== RECORDS PROVIDED ==

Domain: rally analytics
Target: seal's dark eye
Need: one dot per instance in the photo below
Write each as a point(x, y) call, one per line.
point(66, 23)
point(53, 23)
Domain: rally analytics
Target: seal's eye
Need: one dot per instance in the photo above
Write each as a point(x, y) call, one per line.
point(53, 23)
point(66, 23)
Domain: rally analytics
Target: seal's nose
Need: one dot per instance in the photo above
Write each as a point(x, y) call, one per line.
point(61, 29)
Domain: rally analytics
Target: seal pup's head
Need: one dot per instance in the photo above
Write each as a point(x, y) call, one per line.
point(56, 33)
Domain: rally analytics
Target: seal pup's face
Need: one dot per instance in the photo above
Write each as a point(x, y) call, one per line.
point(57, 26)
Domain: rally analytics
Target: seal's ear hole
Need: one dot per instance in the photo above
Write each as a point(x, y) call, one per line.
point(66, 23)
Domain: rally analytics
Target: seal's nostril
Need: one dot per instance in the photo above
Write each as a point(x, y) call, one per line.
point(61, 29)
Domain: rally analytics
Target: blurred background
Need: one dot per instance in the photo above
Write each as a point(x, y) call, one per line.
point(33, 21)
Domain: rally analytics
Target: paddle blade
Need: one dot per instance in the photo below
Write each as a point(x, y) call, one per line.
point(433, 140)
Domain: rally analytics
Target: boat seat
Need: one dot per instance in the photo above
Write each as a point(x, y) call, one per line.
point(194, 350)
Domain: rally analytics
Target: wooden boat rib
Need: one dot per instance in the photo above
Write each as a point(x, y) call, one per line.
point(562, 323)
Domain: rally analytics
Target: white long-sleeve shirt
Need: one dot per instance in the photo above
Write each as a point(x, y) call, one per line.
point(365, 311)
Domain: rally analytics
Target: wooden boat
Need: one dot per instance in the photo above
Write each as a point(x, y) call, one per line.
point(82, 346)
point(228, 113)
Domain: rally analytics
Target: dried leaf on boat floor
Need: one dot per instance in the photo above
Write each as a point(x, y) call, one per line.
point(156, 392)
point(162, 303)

===

• [EXERCISE] How many lines of the records contain the string "seal"? Reply with the number alone.

• [FINAL RESULT] 7